§ **Work to complete**: Below are records that must be duplicated exactly.

§ **Supplied material**:
***
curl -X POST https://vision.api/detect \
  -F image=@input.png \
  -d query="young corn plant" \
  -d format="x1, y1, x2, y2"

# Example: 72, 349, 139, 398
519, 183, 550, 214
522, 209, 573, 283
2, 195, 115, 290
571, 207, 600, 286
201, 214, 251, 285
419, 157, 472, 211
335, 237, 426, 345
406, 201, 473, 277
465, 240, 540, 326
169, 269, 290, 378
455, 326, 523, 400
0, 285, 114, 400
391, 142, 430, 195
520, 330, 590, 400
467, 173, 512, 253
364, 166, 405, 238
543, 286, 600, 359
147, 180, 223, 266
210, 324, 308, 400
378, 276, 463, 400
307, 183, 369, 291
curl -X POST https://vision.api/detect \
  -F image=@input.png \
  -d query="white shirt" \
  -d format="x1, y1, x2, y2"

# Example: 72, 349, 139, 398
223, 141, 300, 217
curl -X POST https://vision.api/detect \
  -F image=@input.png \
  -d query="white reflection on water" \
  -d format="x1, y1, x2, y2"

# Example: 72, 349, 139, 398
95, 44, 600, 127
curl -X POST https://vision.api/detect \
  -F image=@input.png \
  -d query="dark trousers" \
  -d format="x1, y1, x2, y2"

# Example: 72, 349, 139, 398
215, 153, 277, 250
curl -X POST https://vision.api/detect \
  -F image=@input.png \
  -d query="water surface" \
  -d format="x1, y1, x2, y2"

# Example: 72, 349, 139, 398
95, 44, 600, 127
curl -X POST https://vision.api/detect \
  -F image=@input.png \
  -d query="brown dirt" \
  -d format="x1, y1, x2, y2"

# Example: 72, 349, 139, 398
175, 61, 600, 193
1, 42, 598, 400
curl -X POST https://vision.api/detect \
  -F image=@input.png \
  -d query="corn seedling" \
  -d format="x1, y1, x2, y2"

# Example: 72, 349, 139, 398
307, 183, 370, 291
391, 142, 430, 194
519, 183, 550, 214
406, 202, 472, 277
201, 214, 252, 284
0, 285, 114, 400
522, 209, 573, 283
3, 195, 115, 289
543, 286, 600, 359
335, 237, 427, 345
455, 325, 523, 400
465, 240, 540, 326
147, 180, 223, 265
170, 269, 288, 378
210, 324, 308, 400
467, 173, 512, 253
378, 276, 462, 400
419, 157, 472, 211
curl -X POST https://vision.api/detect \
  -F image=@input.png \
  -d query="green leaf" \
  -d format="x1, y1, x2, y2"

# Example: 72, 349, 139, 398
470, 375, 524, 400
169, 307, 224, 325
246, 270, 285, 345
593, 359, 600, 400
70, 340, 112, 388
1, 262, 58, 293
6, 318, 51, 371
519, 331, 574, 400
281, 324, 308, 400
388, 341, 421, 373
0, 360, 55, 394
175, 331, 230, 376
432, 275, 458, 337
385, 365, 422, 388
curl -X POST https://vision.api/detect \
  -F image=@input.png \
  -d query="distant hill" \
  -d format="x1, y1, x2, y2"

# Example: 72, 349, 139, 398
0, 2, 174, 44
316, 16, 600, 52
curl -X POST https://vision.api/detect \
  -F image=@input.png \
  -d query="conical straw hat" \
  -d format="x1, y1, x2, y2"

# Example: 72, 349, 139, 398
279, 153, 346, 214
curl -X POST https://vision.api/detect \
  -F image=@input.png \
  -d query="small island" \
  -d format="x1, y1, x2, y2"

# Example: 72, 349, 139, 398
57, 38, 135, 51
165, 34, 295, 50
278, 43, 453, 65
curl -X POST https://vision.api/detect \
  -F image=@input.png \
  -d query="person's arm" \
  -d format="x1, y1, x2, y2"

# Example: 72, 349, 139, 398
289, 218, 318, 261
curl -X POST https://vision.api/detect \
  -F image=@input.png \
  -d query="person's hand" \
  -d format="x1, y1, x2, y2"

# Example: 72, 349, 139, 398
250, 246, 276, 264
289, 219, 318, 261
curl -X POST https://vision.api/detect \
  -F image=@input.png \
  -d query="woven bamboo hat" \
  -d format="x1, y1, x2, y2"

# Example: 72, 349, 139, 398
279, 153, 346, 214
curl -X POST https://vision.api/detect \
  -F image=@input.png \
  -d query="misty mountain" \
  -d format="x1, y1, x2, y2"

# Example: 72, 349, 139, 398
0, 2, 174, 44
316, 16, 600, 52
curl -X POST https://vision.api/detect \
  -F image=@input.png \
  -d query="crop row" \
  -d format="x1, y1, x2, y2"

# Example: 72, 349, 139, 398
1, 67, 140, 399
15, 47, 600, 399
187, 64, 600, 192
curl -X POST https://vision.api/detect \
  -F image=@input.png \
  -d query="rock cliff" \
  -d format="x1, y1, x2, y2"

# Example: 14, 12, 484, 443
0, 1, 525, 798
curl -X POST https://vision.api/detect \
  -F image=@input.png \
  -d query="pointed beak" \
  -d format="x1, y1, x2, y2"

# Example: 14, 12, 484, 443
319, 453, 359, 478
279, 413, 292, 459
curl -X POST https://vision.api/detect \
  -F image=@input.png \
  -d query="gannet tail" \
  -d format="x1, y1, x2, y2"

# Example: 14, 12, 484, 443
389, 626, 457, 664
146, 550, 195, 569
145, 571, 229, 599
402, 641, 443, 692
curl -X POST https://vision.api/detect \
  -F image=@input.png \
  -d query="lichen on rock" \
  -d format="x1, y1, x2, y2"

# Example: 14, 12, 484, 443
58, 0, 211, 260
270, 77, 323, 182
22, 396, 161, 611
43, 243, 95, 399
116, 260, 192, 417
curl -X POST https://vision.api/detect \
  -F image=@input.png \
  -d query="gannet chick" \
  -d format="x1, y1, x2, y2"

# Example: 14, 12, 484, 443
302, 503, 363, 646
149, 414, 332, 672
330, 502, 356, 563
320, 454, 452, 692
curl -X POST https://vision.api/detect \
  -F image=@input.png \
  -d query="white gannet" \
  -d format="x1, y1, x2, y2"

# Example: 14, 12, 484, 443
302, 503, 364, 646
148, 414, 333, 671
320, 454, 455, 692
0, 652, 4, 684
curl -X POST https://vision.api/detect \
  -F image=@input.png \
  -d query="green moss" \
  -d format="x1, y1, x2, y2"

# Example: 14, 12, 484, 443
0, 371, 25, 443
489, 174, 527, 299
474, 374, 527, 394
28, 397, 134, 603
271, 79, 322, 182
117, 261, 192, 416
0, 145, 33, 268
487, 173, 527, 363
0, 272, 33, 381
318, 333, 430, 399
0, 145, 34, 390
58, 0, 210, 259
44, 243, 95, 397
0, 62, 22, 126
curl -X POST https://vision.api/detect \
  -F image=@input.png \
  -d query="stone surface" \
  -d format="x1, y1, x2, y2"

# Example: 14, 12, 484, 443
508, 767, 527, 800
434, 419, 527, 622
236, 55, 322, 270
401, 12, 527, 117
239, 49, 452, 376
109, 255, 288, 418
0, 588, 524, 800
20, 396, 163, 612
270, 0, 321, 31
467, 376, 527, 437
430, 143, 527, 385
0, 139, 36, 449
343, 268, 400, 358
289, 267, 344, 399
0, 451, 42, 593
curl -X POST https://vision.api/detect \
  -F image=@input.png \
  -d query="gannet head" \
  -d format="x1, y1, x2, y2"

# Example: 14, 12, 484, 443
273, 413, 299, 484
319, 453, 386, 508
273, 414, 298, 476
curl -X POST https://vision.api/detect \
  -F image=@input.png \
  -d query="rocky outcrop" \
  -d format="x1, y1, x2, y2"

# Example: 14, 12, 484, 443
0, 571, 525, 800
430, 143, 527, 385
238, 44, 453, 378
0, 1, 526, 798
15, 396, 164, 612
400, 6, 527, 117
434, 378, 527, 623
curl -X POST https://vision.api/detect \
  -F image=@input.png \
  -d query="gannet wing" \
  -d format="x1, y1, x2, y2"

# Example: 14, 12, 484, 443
***
§ **Task output**:
curl -X POST https://vision.api/detect \
  -F image=@input.png \
  -d query="young corn plant" \
  -d format="x1, y1, x2, y2"

# Example: 72, 349, 139, 398
519, 183, 550, 214
522, 209, 573, 283
2, 195, 115, 290
571, 207, 600, 286
201, 214, 251, 285
419, 157, 472, 211
335, 237, 426, 345
406, 201, 473, 277
465, 240, 540, 326
169, 269, 290, 378
455, 326, 523, 400
0, 285, 114, 400
391, 142, 430, 195
520, 330, 590, 400
467, 173, 512, 253
364, 166, 405, 238
543, 286, 600, 359
147, 180, 223, 266
210, 324, 308, 400
378, 276, 463, 400
307, 183, 369, 291
curl -X POST https://vision.api/detect \
  -F image=@input.png \
  -d query="white shirt" \
  -d format="x1, y1, x2, y2"

# Example: 72, 349, 139, 398
223, 141, 300, 217
curl -X POST https://vision.api/detect \
  -F image=@input.png \
  -d query="white reflection on water" \
  -d format="x1, y1, x2, y2"

# Example: 72, 349, 139, 398
95, 44, 600, 127
curl -X POST https://vision.api/detect \
  -F image=@input.png \
  -d query="dark trousers" \
  -d format="x1, y1, x2, y2"

# Example: 72, 349, 139, 398
215, 153, 277, 250
curl -X POST https://vision.api/detect \
  -F image=@input.png \
  -d query="water surface" \
  -d format="x1, y1, x2, y2"

# Example: 72, 349, 139, 398
95, 44, 600, 127
curl -X POST https://vision.api/detect \
  -F image=@input.png \
  -d query="brown dirt" \
  -d format="x1, y1, x2, y2"

# Example: 72, 349, 139, 398
175, 61, 600, 193
1, 42, 598, 400
curl -X POST https://vision.api/detect \
  -F image=@input.png \
  -d query="corn seedling" \
  -d format="x1, y1, x2, y2"

# Example: 72, 349, 139, 398
307, 183, 370, 291
391, 142, 430, 194
519, 183, 550, 214
406, 202, 472, 277
201, 214, 252, 284
0, 285, 114, 400
522, 209, 573, 283
3, 195, 115, 289
543, 286, 600, 359
335, 237, 427, 345
455, 325, 523, 400
465, 240, 540, 326
147, 180, 223, 265
170, 269, 288, 378
210, 324, 308, 400
467, 173, 512, 253
378, 276, 462, 400
419, 157, 472, 211
curl -X POST https://vision.api/detect \
  -F image=@input.png \
  -d query="green leaf" \
  -d format="x1, y1, x2, y2"

# Example: 72, 349, 139, 398
470, 375, 524, 400
169, 307, 224, 325
246, 270, 285, 345
593, 359, 600, 400
70, 340, 112, 388
1, 262, 58, 293
6, 318, 51, 371
519, 331, 574, 400
281, 324, 308, 400
388, 341, 421, 373
0, 360, 55, 394
175, 331, 230, 376
432, 275, 458, 337
385, 365, 422, 388
curl -X POST https://vision.api/detect \
  -F image=@input.png \
  -d query="distant hill" \
  -d format="x1, y1, x2, y2"

# Example: 72, 349, 139, 398
0, 2, 174, 44
316, 16, 600, 52
curl -X POST https://vision.api/detect \
  -F image=@input.png \
  -d query="conical straw hat" \
  -d format="x1, y1, x2, y2"

# Example: 72, 349, 139, 398
279, 153, 346, 214
curl -X POST https://vision.api/detect \
  -F image=@input.png \
  -d query="small island" \
  -d format="x1, y1, x2, y2"

# Example: 72, 349, 139, 398
57, 38, 135, 51
165, 34, 295, 50
278, 43, 453, 65
curl -X POST https://vision.api/detect \
  -F image=@input.png \
  -d query="person's arm" \
  -d format="x1, y1, x2, y2"

# Example: 72, 349, 139, 398
289, 218, 318, 261
curl -X POST https://vision.api/detect \
  -F image=@input.png \
  -d query="person's hand" \
  -d format="x1, y1, x2, y2"

# Example: 72, 349, 139, 398
250, 246, 276, 264
289, 219, 318, 261
curl -X POST https://vision.api/detect \
  -F image=@input.png \
  -d query="woven bamboo hat" \
  -d format="x1, y1, x2, y2"

# Example: 72, 349, 139, 398
279, 153, 346, 214
curl -X POST https://vision.api/detect \
  -F image=@input.png \
  -d query="misty mountain" \
  -d format="x1, y1, x2, y2"

# Example: 72, 349, 139, 398
0, 2, 174, 44
316, 16, 600, 52
curl -X POST https://vision.api/detect \
  -F image=@input.png \
  -d query="crop row" \
  -d format="x1, y1, x2, y2"

# Example: 72, 349, 139, 398
1, 67, 140, 399
15, 47, 600, 399
187, 64, 600, 192
curl -X POST https://vision.api/detect \
  -F image=@input.png \
  -d query="rock cliff" \
  -d format="x1, y1, x2, y2"

# Example: 14, 12, 484, 443
0, 1, 525, 798
curl -X POST https://vision.api/detect \
  -F image=@input.png \
  -d query="pointed beak" \
  -d format="x1, y1, x2, y2"

# Example: 14, 12, 484, 443
319, 453, 359, 478
279, 413, 292, 459
curl -X POST https://vision.api/detect \
  -F image=@input.png \
  -d query="gannet tail" \
  -d format="x1, y1, x2, y2"

# Example: 14, 12, 484, 443
389, 626, 457, 664
146, 550, 195, 569
145, 571, 229, 599
402, 641, 443, 692
curl -X POST https://vision.api/detect \
  -F image=@input.png \
  -d query="lichen on rock" \
  -d format="x1, y1, x2, y2"

# Example: 14, 12, 484, 443
58, 0, 211, 260
270, 77, 323, 182
22, 396, 161, 611
43, 243, 95, 399
116, 260, 192, 417
curl -X POST https://vision.api/detect \
  -F image=@input.png \
  -d query="gannet chick" \
  -d format="x1, y1, x2, y2"

# Example: 14, 12, 484, 443
302, 503, 363, 646
149, 414, 332, 672
330, 502, 356, 563
320, 454, 452, 692
curl -X POST https://vision.api/detect \
  -F image=@input.png \
  -d query="white gannet" \
  -d format="x1, y1, x2, y2"

# Example: 14, 12, 484, 443
302, 503, 364, 646
148, 414, 333, 671
320, 454, 455, 692
0, 652, 4, 684
curl -X POST https://vision.api/detect \
  -F image=@input.png \
  -d query="green moss" \
  -d format="x1, y1, x2, y2"

# Example: 14, 12, 484, 443
0, 371, 25, 443
489, 174, 527, 299
474, 374, 527, 394
28, 397, 134, 603
271, 79, 322, 182
117, 261, 192, 416
0, 145, 33, 268
487, 173, 527, 363
0, 272, 33, 381
318, 333, 430, 399
0, 145, 34, 390
58, 0, 210, 259
44, 243, 95, 397
0, 62, 22, 126
curl -X POST https://vision.api/detect \
  -F image=@input.png \
  -d query="stone surface" \
  -d format="x1, y1, x2, y2"

# Example: 14, 12, 484, 443
508, 767, 527, 800
434, 419, 527, 622
236, 55, 322, 270
401, 12, 527, 117
239, 49, 452, 376
109, 255, 288, 418
0, 588, 524, 800
20, 396, 163, 612
270, 0, 321, 31
467, 376, 527, 437
430, 143, 527, 385
0, 139, 36, 449
343, 268, 400, 358
289, 267, 344, 399
0, 451, 42, 593
curl -X POST https://vision.api/detect \
  -F image=@input.png \
  -d query="gannet head" \
  -d format="x1, y1, x2, y2"

# Example: 14, 12, 484, 443
273, 413, 299, 484
319, 453, 386, 508
273, 414, 298, 476
curl -X POST https://vision.api/detect \
  -F image=@input.png \
  -d query="rocky outcrop" \
  -d format="x1, y1, x2, y2"

# Example: 14, 12, 484, 443
0, 571, 525, 800
430, 143, 527, 385
238, 44, 453, 378
0, 1, 526, 798
15, 396, 164, 612
400, 6, 527, 117
434, 378, 527, 623
curl -X POST https://vision.api/detect \
  -F image=@input.png \
  -d query="gannet wing" \
  -d format="x1, y1, x2, y2"

# Example: 14, 12, 484, 443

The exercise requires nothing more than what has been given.